(Document text):
______
The Long and the Short of “Shorty Long,” Part 2: Illegitimate One
[Here’s Part 2 in a series of posts about “The Ballad of Shorty Long.” This one's about the second track on the album. Read the rest of the series here.]
“Illegitimate One”
This is a heavy song! Heavy musically, and heavy thematically. It was built from several converging ideas. It was meant to be a portrait of a monster, a noirish tale of the American West — and, underneath all of that, an ironic sort of political statement. It’s a difficult song to explain, but I don’t want it to be misunderstood, so I’ll try.
The verse-riff came first. It sounded kind of serpentine, and to my ear it suggested imminent violence. I try to write words based on how the music makes me feel, so my thoughts drifted in that direction.
For awhile, I’d had this notion of writing a song about a monstrous person. I wanted to paint a lyrical portrait of somebody who had done unmistakably terrible things — and yet, I wanted to do it in a way that let them speak for themselves. I wanted the lyric to kind of reveal them as human, despite whatever crimes they’d committed. I wanted to invite you, the listener, to identify with this person. The reasons why I’d wanna do that are complicated. On one level, I think it confronts the listener in an interesting way, and so it makes for a good dramatic kind of song. But on a deeper level, I guess I think we too readily dismiss the monsters among us as inhuman — when, in fact, they are very human indeed.
Following that train of thought for a second: I think the monsters among us are created in large part by society. They are a reflection of us, whether we choose to admit it or not. We form the societies that create the problems that create these people. So to look at a monster with an eye for understanding is a good thing, even though it can be frightening.
With this stuff in mind, I wrote a verse about a man being confronted by his illegitimate son. But it wasn’t really working very well, and I wasn’t able to write more than a verse. The problem was, I didn’t know enough about the character I was writing the song about. Having him essentially disown his son all over again made for an interesting start, but there had to be more than that. I had in mind that he was going to divulge a list of terrible things he’d done, but I had no idea what those things should be. I needed some sort of thematic structure. The situation I had in mind was too vague to accomplish what I was shooting for.
A week or two later, inspired by the noirish Australian western “The Proposition,” it occurred to me to set the events of the song in the mid-to-late 1800s, somewhere in the mythic American West. It was one of those rare happy moments when the whole shape of the song suddenly seems to reveal itself all at once.
It was kind of funny, because I’d originally imagined the father-and-son confrontation taking place in some kind of dusty saloon — but I’d dismissed the image as being corny, and although it had persisted, I’d done my best to stay away from it. What I now realized was, it was the exact setting the song needed! I just had to look at it seriously, rather than dismissively.
______
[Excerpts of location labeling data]
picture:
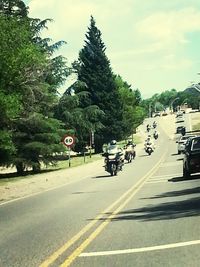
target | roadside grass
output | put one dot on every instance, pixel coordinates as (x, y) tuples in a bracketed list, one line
[(61, 164)]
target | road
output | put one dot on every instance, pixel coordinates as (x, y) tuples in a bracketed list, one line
[(146, 216)]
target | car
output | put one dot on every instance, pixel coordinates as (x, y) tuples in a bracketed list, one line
[(191, 160), (182, 142), (181, 130)]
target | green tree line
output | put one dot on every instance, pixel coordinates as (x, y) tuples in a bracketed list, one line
[(32, 114)]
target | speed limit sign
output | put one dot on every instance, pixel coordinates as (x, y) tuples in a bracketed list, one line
[(68, 140)]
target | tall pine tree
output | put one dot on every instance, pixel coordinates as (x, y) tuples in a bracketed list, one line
[(95, 71)]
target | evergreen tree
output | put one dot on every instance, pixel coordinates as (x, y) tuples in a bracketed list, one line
[(30, 78), (95, 71), (79, 119)]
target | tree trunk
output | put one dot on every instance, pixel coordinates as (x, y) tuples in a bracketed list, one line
[(36, 167), (20, 168)]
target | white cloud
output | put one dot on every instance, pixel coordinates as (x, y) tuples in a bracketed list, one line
[(147, 41), (170, 27)]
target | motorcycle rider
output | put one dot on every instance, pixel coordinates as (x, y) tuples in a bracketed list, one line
[(148, 127), (129, 148), (113, 148), (154, 124), (155, 135), (149, 142)]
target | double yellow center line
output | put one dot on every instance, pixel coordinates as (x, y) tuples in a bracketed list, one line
[(125, 198)]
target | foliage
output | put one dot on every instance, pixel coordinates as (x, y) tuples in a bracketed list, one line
[(30, 77), (94, 70)]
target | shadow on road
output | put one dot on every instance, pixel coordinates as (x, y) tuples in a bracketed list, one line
[(182, 179), (162, 211), (177, 193), (103, 176)]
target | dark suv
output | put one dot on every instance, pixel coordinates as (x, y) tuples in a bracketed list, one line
[(191, 160)]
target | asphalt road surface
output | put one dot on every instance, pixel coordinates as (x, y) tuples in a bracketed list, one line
[(148, 215)]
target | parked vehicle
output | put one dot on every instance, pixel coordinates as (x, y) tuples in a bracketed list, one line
[(182, 142), (191, 160)]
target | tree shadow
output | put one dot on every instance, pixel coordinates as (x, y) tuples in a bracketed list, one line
[(180, 159), (163, 211), (174, 154), (104, 176), (25, 174), (182, 179)]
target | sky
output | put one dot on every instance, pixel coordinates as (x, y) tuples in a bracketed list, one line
[(154, 45)]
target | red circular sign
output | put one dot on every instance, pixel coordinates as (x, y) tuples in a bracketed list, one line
[(68, 140)]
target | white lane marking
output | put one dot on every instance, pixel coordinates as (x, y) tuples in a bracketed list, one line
[(158, 181), (137, 250), (4, 202)]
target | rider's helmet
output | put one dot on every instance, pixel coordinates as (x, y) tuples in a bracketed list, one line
[(113, 142)]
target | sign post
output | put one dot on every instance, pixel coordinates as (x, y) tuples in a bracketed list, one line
[(68, 141)]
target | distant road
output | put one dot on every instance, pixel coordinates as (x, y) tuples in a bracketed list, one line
[(146, 216)]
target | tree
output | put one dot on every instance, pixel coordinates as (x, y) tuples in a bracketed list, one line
[(133, 114), (13, 8), (79, 119), (30, 78), (95, 71)]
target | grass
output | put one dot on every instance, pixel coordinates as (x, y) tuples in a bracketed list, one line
[(61, 164)]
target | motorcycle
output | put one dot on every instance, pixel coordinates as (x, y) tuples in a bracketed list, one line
[(148, 149), (113, 163), (154, 125), (130, 155), (155, 136)]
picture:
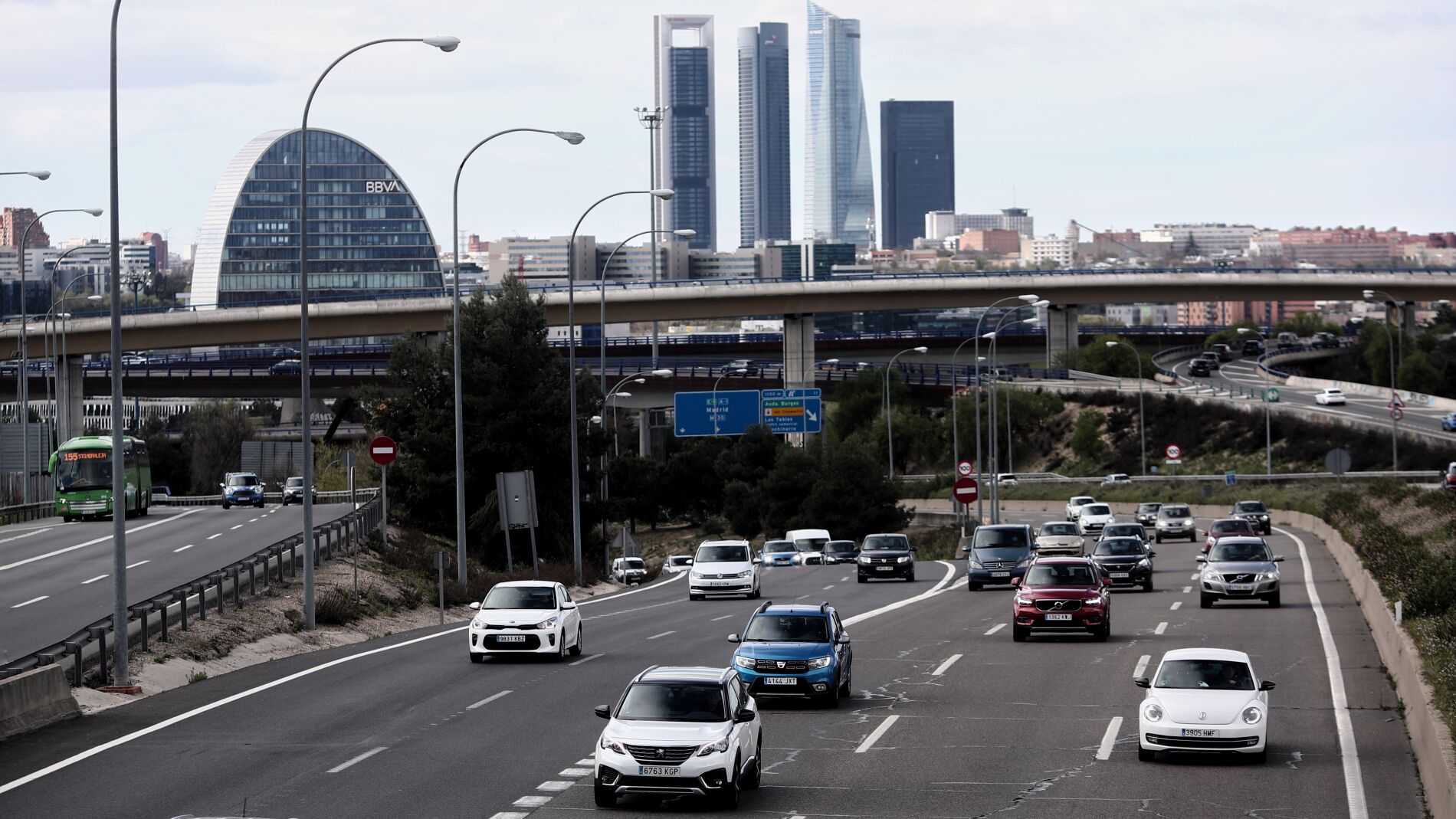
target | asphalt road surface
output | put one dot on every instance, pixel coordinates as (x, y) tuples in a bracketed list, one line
[(56, 576), (949, 716)]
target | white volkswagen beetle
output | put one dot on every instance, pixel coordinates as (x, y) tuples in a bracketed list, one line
[(1203, 700)]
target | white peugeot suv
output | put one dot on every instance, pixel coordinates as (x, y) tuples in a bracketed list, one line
[(526, 618), (724, 568), (679, 732)]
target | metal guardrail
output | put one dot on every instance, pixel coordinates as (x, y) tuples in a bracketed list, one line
[(210, 591)]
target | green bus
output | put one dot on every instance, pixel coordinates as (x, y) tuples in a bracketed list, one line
[(82, 469)]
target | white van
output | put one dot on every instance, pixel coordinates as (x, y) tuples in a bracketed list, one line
[(808, 545)]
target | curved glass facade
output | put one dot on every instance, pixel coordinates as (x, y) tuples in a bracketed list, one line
[(366, 231)]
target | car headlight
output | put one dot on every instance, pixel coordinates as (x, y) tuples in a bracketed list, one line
[(715, 747)]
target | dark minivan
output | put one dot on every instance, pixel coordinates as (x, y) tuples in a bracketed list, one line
[(998, 555)]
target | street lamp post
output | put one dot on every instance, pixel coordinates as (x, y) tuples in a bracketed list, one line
[(1268, 434), (890, 414), (571, 364), (24, 386), (454, 328), (443, 44), (1142, 418)]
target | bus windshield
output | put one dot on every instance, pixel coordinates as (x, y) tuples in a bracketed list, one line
[(84, 469)]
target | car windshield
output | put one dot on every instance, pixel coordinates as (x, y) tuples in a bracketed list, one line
[(721, 555), (1120, 545), (1216, 675), (520, 597), (1238, 552), (786, 629), (673, 703), (1063, 575)]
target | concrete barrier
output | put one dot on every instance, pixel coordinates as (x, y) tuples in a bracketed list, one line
[(34, 700)]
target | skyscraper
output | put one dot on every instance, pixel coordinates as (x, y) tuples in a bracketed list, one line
[(839, 201), (763, 133), (917, 166), (684, 80)]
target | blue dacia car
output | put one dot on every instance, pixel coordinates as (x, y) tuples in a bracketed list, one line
[(799, 650)]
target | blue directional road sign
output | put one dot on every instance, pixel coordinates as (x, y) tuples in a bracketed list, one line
[(726, 412), (792, 411)]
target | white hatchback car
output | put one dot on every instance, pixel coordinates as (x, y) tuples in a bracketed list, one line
[(1203, 700), (724, 568), (679, 732), (526, 618)]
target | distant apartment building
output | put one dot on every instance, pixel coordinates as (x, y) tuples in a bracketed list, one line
[(917, 166)]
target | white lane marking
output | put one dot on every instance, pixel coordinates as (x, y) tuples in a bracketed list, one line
[(938, 588), (200, 710), (1106, 749), (946, 665), (874, 736), (97, 540), (360, 758), (1349, 754), (491, 699)]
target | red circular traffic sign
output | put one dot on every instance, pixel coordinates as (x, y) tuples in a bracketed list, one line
[(383, 450), (966, 490)]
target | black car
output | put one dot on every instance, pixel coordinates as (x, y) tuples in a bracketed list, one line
[(841, 552), (1124, 562), (1255, 514), (886, 556)]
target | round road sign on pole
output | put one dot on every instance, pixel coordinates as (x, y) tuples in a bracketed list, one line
[(966, 490), (383, 450)]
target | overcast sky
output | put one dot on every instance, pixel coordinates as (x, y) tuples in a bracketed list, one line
[(1114, 113)]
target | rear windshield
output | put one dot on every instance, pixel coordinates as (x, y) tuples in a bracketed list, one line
[(673, 703)]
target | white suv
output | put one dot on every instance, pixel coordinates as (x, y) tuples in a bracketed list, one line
[(724, 568), (526, 618), (679, 732)]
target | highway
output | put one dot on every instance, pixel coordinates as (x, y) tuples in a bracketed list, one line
[(56, 576), (949, 718)]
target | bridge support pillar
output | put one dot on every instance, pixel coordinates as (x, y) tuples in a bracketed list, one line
[(1062, 330)]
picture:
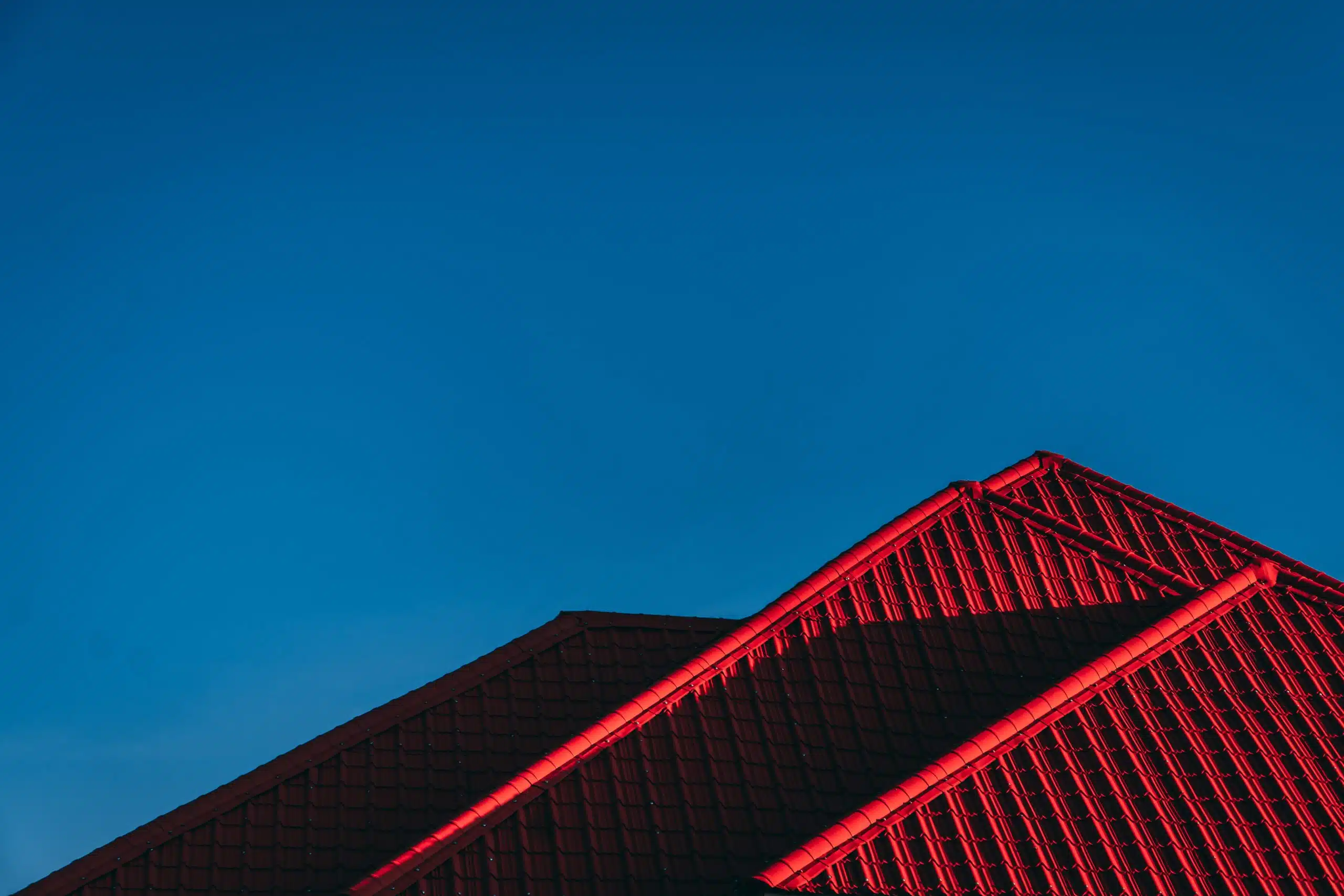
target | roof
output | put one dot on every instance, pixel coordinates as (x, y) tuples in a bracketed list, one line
[(1047, 681), (332, 809)]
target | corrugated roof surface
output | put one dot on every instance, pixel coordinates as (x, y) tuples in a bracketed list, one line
[(1180, 686), (331, 810), (1213, 769)]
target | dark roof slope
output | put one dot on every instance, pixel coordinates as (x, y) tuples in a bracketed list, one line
[(319, 817), (1206, 758), (942, 708), (916, 640)]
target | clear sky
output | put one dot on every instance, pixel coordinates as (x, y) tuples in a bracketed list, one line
[(340, 343)]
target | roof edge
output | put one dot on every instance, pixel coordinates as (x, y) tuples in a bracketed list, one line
[(190, 815), (1304, 573), (944, 773), (682, 681)]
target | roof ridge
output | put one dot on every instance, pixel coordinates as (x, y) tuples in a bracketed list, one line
[(611, 620), (530, 782), (1059, 699), (1300, 570), (326, 745)]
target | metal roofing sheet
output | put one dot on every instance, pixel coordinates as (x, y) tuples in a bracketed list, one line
[(764, 741), (328, 812), (1215, 767)]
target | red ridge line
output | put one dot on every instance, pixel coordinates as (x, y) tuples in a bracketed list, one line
[(939, 777), (1146, 568), (202, 809), (1308, 574), (707, 664)]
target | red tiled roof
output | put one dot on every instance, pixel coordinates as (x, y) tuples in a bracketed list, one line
[(1046, 681), (327, 812), (1210, 763)]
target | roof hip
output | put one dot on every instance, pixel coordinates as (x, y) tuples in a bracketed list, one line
[(945, 772), (756, 630)]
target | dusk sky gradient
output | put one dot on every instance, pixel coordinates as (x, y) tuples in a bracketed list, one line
[(342, 343)]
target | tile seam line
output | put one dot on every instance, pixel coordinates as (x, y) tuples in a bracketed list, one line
[(759, 628), (1062, 698), (207, 806), (292, 762), (1288, 565)]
______
(Brief A): Retype the stretch of the essay on "Illegitimate One" from "The verse-riff came" through "in that direction.".
(Brief B): Render this sentence from the essay on "Illegitimate One" into French: "It was one of those rare happy moments when the whole shape of the song suddenly seems to reveal itself all at once."
These entries come from a separate source.

(Written solution A):
The verse-riff came first. It sounded kind of serpentine, and to my ear it suggested imminent violence. I try to write words based on how the music makes me feel, so my thoughts drifted in that direction.

(Written solution B): C'était l'un de ces rares moments heureux où toute la forme de la chanson semble soudain se révéler d'un seul coup.